#### [Objective]
Take the line that contains "of the naval" as the first line and the final line of the records as the last; return exactly those lines and the lines between.

#### [Extracted data]
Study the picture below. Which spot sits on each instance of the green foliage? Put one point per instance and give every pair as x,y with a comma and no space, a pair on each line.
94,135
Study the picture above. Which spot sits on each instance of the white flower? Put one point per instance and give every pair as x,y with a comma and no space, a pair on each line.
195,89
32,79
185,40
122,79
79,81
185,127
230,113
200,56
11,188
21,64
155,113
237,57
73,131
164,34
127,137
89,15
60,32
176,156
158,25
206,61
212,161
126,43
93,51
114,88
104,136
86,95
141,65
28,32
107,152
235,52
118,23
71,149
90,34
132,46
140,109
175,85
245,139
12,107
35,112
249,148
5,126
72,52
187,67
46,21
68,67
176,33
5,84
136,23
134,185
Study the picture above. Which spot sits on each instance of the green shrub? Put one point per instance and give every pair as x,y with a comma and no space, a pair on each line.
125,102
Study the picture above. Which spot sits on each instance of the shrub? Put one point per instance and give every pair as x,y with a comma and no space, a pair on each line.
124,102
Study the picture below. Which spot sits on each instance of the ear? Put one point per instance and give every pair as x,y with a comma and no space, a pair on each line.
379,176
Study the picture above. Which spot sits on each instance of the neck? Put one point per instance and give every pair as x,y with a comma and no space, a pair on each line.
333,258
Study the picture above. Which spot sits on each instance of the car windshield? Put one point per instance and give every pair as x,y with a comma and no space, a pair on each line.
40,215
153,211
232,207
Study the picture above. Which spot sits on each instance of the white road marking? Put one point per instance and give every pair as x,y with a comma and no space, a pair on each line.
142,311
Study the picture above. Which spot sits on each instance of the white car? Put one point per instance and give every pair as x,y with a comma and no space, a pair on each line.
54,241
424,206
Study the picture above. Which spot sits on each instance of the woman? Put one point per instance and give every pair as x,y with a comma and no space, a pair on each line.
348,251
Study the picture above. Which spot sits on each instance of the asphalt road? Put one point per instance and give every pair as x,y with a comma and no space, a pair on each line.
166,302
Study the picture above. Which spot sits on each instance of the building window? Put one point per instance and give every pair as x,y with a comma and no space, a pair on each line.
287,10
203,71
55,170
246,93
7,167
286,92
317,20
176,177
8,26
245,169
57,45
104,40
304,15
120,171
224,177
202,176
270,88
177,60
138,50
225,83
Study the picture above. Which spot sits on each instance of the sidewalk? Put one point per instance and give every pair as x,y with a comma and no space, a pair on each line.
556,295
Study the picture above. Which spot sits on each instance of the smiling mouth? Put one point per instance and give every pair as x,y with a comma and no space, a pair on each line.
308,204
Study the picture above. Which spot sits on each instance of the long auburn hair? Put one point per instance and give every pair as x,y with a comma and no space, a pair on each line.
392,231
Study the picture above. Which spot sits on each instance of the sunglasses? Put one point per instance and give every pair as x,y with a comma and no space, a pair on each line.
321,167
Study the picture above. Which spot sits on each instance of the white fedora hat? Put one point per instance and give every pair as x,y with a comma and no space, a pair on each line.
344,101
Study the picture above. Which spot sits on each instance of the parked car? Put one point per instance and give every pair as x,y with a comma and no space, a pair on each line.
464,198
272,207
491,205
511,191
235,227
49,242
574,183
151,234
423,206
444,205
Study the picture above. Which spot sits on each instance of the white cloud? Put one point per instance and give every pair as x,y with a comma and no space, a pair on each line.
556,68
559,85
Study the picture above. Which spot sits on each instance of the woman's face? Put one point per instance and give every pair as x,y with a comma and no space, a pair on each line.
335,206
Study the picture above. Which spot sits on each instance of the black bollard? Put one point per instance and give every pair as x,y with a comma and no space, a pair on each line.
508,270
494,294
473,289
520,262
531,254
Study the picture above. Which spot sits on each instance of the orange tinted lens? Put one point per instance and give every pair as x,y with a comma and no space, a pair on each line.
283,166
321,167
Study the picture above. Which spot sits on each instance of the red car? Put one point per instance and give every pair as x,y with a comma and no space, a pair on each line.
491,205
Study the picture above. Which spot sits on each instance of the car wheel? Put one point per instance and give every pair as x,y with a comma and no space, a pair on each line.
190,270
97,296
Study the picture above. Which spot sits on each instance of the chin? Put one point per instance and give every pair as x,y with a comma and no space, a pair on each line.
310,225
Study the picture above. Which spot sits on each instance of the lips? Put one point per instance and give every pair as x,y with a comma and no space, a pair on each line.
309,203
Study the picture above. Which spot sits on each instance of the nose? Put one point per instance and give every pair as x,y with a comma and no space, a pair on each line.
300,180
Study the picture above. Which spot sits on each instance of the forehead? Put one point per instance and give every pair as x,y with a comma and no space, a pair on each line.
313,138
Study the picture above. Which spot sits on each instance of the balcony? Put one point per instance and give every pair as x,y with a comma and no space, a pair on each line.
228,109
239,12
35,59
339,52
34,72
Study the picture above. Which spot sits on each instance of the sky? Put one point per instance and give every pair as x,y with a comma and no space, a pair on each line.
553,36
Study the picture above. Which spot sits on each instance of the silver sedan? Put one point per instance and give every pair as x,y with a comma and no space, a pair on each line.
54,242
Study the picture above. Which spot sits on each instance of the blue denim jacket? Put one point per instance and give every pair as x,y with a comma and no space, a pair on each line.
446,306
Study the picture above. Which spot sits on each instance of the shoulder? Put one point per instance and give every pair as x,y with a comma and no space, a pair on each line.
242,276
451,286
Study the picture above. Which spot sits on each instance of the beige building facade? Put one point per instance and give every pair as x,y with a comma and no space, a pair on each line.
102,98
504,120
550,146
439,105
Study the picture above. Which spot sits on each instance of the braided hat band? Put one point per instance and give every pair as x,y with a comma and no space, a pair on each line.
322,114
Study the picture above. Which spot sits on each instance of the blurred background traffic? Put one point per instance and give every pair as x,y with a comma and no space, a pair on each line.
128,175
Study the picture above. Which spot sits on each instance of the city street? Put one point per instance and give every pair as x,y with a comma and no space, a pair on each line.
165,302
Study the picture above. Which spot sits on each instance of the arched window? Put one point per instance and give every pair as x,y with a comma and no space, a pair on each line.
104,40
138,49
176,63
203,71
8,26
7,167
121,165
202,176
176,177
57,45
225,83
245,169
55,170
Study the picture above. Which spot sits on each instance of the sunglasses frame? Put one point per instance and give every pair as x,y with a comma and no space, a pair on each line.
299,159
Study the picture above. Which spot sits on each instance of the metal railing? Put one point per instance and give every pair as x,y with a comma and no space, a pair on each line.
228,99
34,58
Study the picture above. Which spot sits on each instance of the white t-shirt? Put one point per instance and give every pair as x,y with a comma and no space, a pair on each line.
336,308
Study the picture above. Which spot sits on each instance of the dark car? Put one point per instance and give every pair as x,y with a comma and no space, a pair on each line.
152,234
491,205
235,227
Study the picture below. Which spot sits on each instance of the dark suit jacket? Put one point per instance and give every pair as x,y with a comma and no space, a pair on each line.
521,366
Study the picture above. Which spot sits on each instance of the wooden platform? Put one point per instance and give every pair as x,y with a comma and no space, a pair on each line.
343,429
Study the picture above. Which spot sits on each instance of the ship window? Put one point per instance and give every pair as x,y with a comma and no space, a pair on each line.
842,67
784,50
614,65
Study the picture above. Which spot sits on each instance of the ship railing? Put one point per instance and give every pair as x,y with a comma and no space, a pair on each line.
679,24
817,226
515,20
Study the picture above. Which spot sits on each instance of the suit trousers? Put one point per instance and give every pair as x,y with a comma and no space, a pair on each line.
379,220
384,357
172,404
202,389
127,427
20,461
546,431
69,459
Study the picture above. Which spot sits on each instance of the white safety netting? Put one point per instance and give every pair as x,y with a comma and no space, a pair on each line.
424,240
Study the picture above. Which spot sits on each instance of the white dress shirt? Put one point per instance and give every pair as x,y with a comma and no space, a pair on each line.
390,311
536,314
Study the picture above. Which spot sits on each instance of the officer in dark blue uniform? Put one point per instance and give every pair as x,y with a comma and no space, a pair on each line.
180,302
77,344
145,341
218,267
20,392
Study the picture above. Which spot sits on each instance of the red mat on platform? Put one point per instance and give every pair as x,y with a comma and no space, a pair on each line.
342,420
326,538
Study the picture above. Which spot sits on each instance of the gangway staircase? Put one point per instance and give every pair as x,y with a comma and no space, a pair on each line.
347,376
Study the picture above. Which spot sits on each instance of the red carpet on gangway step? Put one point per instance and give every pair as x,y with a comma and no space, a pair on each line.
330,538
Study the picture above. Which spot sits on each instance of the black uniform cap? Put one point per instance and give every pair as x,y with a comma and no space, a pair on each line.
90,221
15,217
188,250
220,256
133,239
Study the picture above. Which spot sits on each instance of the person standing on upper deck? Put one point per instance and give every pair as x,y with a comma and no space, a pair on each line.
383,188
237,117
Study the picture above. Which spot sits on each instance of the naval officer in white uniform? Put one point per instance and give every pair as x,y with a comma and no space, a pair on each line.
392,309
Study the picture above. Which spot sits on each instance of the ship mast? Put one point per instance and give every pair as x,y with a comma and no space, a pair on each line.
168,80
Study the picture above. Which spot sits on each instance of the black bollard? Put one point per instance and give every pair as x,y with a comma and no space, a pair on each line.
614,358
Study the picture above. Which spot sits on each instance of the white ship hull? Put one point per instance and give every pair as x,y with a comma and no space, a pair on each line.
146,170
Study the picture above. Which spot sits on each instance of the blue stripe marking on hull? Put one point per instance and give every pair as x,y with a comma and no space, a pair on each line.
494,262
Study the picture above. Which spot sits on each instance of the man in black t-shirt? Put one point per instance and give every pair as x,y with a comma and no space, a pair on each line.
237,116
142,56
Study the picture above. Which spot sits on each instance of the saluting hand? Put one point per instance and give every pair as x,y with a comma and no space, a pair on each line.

#### [The result]
Study the picture above. Which spot sits on each instance of the naval officer in white uniform? Put one point per instance and give every pair as x,y with a comma and no space, a pair on each line.
392,309
Study the picture above. Which spot sits on each instance of the ship mast? Put one point per instance and give every pair as x,y with a comma and no space, a pair on each line.
168,80
Study the picture above. Which spot sits on each instance of the black bollard? Put one point per instance and give every pair as x,y with a comma and no space, a pair on each line.
614,358
Study the picture above. Which spot sits on each instance of the white ship hull? Put one point per instance and give every pair as x,y with a comma and no space, a pair on each line.
146,170
Study the picture above. Which spot sits on each instance of the blue stripe marking on hull? Put one point per instance and give every pair as x,y with a comma and no space, a pair on each line.
494,262
Study the picture above. Which spot sits on each instance of the man in black t-shirt? Put one point per instance and give every pair as x,y with a comma and no space, a pair on each line.
237,116
142,56
Study the picture above. Which spot sits on each instance of the saluting hand? Put one point per instance and give every pair as x,y with a comma and no space, a pair on each line.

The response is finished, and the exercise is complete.